=== Entradas extraídas ===

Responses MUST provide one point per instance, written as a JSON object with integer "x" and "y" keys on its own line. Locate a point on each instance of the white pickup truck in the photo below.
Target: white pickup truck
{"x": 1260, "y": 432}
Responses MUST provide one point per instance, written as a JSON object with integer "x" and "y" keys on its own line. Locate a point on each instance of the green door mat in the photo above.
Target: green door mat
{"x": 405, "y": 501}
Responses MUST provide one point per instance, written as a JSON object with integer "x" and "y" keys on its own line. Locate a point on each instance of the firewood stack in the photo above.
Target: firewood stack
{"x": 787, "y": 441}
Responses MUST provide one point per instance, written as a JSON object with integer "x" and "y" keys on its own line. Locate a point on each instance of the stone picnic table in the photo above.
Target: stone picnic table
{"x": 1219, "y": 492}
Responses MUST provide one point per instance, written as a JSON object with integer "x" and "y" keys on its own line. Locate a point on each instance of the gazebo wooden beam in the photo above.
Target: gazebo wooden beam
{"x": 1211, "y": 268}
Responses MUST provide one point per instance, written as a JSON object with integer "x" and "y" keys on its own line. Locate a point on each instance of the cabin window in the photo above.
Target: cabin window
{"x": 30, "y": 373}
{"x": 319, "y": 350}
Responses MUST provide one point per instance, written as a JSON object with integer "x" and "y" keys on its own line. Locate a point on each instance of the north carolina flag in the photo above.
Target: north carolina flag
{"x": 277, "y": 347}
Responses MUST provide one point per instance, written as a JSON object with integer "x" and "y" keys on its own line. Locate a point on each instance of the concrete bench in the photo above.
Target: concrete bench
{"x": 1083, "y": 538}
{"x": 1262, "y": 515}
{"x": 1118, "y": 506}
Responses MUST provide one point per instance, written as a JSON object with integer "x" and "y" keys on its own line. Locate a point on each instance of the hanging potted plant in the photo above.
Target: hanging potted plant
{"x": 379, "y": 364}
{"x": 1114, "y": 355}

===

Objetivo del ejercicio
Presenta todas las entradas anteriores como una lista numerada y omite las líneas en blanco.

Respuesta completa
1. Responses MUST provide one point per instance, written as a JSON object with integer "x" and "y" keys on its own line. Locate a point on each instance of the white pickup truck in the photo below.
2. Target: white pickup truck
3. {"x": 1260, "y": 432}
4. Responses MUST provide one point per instance, written as a JSON object with integer "x" and "y" keys on its own line. Locate a point on each instance of the green door mat in the photo above.
5. Target: green door mat
6. {"x": 405, "y": 501}
7. Responses MUST provide one point per instance, written as a JSON object with integer "x" and "y" keys on its own line. Locate a point on each instance of the firewood stack in the photo above.
8. Target: firewood stack
9. {"x": 787, "y": 441}
10. Responses MUST provide one point per instance, written as a JSON object with integer "x" and "y" keys on its own line. Locate a point on each instance of the stone picnic table in the photo above.
11. Target: stone picnic table
12. {"x": 1219, "y": 492}
13. Responses MUST provide one point per instance, written as a JSON object with integer "x" and "y" keys on its own line. Locate a point on each instance of the gazebo wooden beam in the photo above.
14. Target: gazebo wooden beam
15. {"x": 1211, "y": 268}
16. Responses MUST provide one point per instance, written as a JSON object with integer "x" and "y" keys on its own line. Locate a point on each instance of the cabin window in the photo above.
17. Target: cabin window
18. {"x": 30, "y": 373}
19. {"x": 319, "y": 350}
20. Responses MUST provide one point per instance, written as a JSON object with integer "x" and "y" keys on its own line. Locate a point on each instance of the north carolina flag in the photo above.
21. Target: north carolina flag
22. {"x": 277, "y": 347}
23. Responses MUST provide one point per instance, written as a JSON object with integer "x" and "y" keys on its own line. Locate a point on each instance of the concrete bench in the photo above.
24. Target: concrete bench
25. {"x": 1083, "y": 538}
26. {"x": 1262, "y": 515}
27. {"x": 1118, "y": 506}
28. Responses MUST provide one point per instance, written as a JSON object with integer "x" and "y" keys on its own line. Locate a point on each instance of the hanging potted plant in the photo above.
29. Target: hanging potted plant
30. {"x": 379, "y": 364}
31. {"x": 1114, "y": 355}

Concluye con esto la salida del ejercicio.